One answer is that Portugal's biggest problem is not primarily fiscal. It concerns growth—or the lack of it. Real GDP growth over the decade since Portugal joined the euro has been the slowest in the zone, despite a boom in Spain, its main trading partner. The country avoided a property bubble of the kind that burst so disastrously in Spain and Ireland. Though it doesn't help much, Portugal's already slow growth also made it less vulnerable to the global recession. "Spain was the wild tiger of Europe and had much further to fall when the recession came," says João Talone, a private-equity manager. "Portuguese companies were already used to extracting value in a difficult climate."

Low growth reflects a disastrous loss of competitiveness since the country joined the euro. Portugal has lost export-market share to emerging economies (including those of eastern Europe) that churn out similar low-value products. This is largely due to a steady rise in unit labour costs, as wage increases outstripped productivity growth (see chart). One consequence is that the Portuguese, once exemplary savers, have been borrowing heavily abroad. Household debt is now the equivalent of almost 100% of GDP and the debt of non-financial companies is nearly 140%.

Mr Sócrates sees himself as the modern face of a country in transition from low-cost manufacturing to knowledge-based industries. In five years, he claims, Portugal has become a European leader in renewable energy. It has also cut civil-service jobs from 747,000 to 675,000. It sends some 35% of its young people to university. It is investing over 1.5% of GDP in research, much more than Spain. At the same time, however, Portugal is losing some of its EU structural funds to the club's newer, poorer members from eastern Europe.

A slow-moving bureaucracy, inefficient courts, poor schools and state-supported pockets of the economy protected from competition combine to hold Portugal back. Businessmen moan about rigid labour laws, which there is little political will to reform. Portugal has one of Europe's toughest employee-protection regimes.

In short, Portugal is indeed different from Greece. But if the markets decided to put this to the test, chronic low growth, a drastic loss of competitiveness and high public and private indebtedness are all weaknesses which could swiftly undermine the protection that being different is meant to bring.

* **Task to carry out**:
Rewrite the part of the passage on Portugal's economy that opens with the words containing "In short, Portugal" and closes with "meant to bring.", putting "Italy" in place of "Greece".

* **Stored data**:
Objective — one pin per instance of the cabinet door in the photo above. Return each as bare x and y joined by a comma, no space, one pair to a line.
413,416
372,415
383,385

* **Expected output**:
In short, Portugal is indeed different from Italy. But if the markets decided to put this to the test, chronic low growth, a drastic loss of competitiveness and high public and private indebtedness are all weaknesses which could swiftly undermine the protection that being different is meant to bring.